··· PROVIDED DATA ···
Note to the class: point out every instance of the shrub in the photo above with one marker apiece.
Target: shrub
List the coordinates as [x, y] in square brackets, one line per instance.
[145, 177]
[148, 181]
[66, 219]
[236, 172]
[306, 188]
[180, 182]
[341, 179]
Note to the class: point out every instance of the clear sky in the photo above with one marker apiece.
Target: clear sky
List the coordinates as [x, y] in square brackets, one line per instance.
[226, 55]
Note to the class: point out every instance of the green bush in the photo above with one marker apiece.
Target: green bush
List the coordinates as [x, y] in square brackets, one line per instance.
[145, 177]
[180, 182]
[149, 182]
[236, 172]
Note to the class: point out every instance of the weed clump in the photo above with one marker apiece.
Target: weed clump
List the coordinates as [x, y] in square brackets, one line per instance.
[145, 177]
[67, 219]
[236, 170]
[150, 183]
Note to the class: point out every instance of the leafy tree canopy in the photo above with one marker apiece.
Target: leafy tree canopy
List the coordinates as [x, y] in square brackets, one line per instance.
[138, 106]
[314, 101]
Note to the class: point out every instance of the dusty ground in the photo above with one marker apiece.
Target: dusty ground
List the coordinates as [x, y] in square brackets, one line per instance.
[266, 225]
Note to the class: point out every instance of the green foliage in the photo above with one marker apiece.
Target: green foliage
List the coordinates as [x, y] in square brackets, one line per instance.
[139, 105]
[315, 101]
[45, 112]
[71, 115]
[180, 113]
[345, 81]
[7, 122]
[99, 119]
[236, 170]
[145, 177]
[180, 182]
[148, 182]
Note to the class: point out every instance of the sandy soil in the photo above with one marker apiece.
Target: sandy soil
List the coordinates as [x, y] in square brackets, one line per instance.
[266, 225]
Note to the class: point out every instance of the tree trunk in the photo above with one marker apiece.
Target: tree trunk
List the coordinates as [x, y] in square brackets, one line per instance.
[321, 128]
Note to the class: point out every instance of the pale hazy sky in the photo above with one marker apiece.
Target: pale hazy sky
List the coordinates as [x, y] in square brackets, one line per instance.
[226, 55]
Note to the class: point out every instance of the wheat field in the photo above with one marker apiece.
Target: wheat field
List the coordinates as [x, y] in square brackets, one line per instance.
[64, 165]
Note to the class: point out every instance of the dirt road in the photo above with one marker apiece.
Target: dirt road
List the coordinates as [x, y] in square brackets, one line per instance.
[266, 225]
···
• **CHALLENGE**: Scale the entries starting at the line that contains "Note to the class: point out every instance of the tree" and ending at the end of the entries, giving only those lines again with the requests left as they are. Multiply every coordinate in the answers by 1.4 and round each result to a whole number, with halves rounded up.

• **EXERCISE ANSWER**:
Note to the class: point out every instance of the tree trunk in the photo above with one marker apiece.
Target: tree trunk
List the coordinates as [x, y] in square brackets, one line per instance.
[449, 179]
Note to the class: point out every instance of the pale hazy sky in the photo above with one marker apiece.
Target: pale hazy sky
List the coordinates as [x, y] in square brackets, one line per instance.
[316, 77]
Note to the class: point out every instance of the wheat field in the photo above with one marker apiece.
Target: wheat field
List the coordinates as [x, y] in square brackets, one line per instance.
[90, 231]
Note to the class: point out every instance of the dirt road in the photo above with one marker apiece.
Target: dirt road
List the coordinates as [x, y] in square brackets, one line per instance.
[372, 315]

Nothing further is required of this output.